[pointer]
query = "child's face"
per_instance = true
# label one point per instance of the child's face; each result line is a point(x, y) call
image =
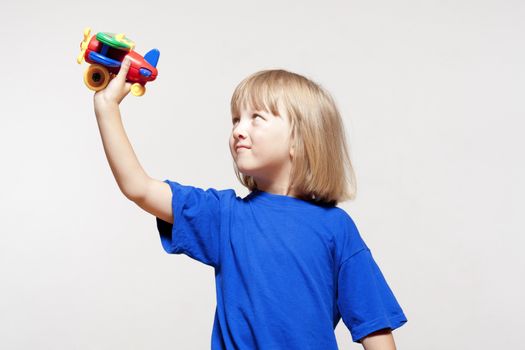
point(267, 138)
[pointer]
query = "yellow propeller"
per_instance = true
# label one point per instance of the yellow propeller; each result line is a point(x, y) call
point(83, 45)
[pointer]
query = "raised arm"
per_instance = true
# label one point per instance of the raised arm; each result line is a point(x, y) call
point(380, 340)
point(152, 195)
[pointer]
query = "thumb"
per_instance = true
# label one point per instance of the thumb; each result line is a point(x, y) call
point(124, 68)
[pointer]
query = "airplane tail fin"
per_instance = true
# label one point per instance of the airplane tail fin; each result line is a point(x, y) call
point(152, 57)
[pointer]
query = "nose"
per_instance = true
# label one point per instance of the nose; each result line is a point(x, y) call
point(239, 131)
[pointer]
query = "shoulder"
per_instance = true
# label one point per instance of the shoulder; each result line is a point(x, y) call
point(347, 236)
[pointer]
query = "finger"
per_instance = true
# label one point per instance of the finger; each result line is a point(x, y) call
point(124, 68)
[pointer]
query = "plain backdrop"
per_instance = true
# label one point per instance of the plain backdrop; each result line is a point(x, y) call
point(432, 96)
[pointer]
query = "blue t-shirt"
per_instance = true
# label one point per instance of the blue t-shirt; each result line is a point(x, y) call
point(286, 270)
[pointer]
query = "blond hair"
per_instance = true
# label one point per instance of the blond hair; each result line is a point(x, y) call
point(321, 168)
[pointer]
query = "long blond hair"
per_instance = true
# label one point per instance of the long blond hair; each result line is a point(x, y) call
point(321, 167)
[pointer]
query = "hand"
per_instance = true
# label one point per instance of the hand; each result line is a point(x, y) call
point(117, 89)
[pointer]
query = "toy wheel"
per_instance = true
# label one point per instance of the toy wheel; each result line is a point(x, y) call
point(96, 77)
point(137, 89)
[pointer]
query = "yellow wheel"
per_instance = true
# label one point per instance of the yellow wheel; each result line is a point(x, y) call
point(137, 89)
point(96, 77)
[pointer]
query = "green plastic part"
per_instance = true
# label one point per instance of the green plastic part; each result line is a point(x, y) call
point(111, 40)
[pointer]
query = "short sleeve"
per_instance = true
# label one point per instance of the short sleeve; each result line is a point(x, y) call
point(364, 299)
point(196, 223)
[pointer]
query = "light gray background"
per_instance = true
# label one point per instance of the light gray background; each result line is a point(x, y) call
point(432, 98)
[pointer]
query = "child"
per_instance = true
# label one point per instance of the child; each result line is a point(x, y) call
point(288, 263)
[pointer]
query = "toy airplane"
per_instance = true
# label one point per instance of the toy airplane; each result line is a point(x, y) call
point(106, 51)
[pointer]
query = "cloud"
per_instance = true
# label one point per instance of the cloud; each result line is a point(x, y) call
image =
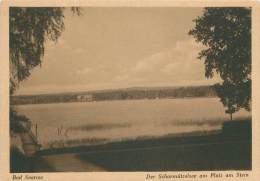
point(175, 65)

^^^^^^^^^^^^^^^^

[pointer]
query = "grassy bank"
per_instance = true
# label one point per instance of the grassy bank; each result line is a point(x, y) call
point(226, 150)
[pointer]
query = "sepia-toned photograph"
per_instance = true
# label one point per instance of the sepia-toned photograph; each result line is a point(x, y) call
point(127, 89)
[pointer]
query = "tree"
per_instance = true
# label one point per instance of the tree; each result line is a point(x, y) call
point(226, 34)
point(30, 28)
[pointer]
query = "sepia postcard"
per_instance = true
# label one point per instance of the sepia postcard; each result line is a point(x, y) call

^^^^^^^^^^^^^^^^

**What you will do:**
Pull out every line of the records that includes the string "cloud".

**The completed task:**
query = "cloud"
# label one point per instance of the cloud; each result line is a point(x, y) call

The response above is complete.